Region labeling entries:
=-=-=
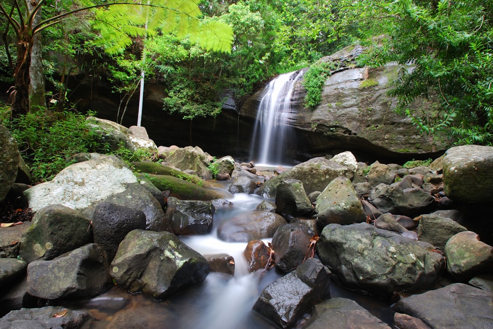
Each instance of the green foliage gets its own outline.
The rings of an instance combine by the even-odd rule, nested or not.
[[[336,68],[332,62],[325,61],[318,61],[310,67],[303,76],[303,85],[307,90],[305,107],[313,109],[320,103],[325,80]]]
[[[422,166],[428,167],[431,164],[431,162],[432,162],[433,160],[431,159],[428,159],[427,160],[415,160],[413,159],[405,163],[402,165],[402,167],[407,169],[412,169],[413,168],[421,167]]]
[[[96,136],[86,123],[86,117],[66,111],[40,109],[11,120],[8,109],[0,110],[1,124],[15,137],[22,157],[35,182],[49,180],[73,163],[74,154],[101,150]]]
=-=-=
— Set problem —
Put each line of the entries above into a JSON list of strings, one string per line. Leave out blank lines and the pictures.

— Correct response —
[
  "Each instance of the green foliage gets its own outline.",
  "The rings of an instance combine by the even-odd rule, nested or not.",
  "[[[336,68],[332,62],[325,61],[318,61],[310,67],[303,76],[303,85],[307,90],[305,107],[313,109],[320,103],[325,80]]]",
  "[[[422,166],[428,167],[431,164],[431,162],[432,162],[433,160],[431,159],[428,159],[427,160],[415,160],[413,159],[405,163],[402,165],[402,167],[407,169],[412,169],[413,168],[421,167]]]",
  "[[[96,136],[86,123],[86,117],[66,111],[40,109],[11,120],[8,109],[0,110],[1,124],[15,137],[22,157],[35,182],[49,180],[73,163],[74,154],[101,150]]]"
]